• _Task instructions_:
Rewrite the data as a Markdown table with the columns Row and Text, covering the lines from the start of the data through the line containing "9 42 L 22 38", both included. Number each line, skip blank lines, and leave the pictures out.

• _Record set_:

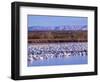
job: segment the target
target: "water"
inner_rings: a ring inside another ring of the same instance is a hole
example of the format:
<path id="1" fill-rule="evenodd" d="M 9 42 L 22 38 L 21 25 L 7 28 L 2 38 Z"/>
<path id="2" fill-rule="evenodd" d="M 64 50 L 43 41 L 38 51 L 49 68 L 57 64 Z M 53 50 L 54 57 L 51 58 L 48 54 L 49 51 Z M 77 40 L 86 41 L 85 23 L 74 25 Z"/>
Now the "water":
<path id="1" fill-rule="evenodd" d="M 53 58 L 48 60 L 33 61 L 28 63 L 28 66 L 76 65 L 87 63 L 87 56 L 71 56 L 68 58 Z"/>
<path id="2" fill-rule="evenodd" d="M 65 51 L 71 51 L 71 50 L 75 50 L 75 51 L 81 51 L 81 50 L 87 50 L 87 43 L 86 42 L 71 42 L 71 43 L 64 43 L 64 44 L 29 44 L 29 48 L 31 49 L 31 52 L 28 52 L 28 58 L 33 58 L 33 56 L 38 56 L 38 57 L 42 57 L 42 56 L 48 56 L 47 52 L 43 52 L 43 51 L 50 51 L 52 50 L 52 48 L 54 48 L 53 50 L 57 52 L 57 50 L 62 50 L 63 52 Z M 63 47 L 63 48 L 62 48 Z M 66 47 L 66 48 L 65 48 Z M 68 49 L 70 48 L 70 49 Z M 42 50 L 42 53 L 37 53 L 37 51 Z M 35 54 L 34 54 L 34 53 Z M 51 52 L 52 53 L 52 52 Z M 51 54 L 50 53 L 50 54 Z M 88 54 L 84 53 L 84 55 L 79 55 L 77 53 L 74 53 L 74 55 L 67 55 L 67 56 L 63 56 L 60 55 L 61 57 L 59 57 L 59 54 L 57 55 L 58 57 L 55 57 L 55 54 L 53 54 L 53 57 L 51 58 L 48 57 L 47 59 L 37 59 L 37 60 L 28 60 L 28 67 L 31 66 L 55 66 L 55 65 L 78 65 L 78 64 L 88 64 Z M 68 53 L 67 53 L 68 54 Z"/>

• _Exercise result_:
| Row | Text |
|---|---|
| 1 | job: segment the target |
| 2 | target: "water" |
| 3 | inner_rings: a ring inside another ring of the same instance is a hole |
| 4 | example of the format: |
| 5 | <path id="1" fill-rule="evenodd" d="M 9 42 L 22 38 L 21 25 L 7 28 L 2 38 Z"/> |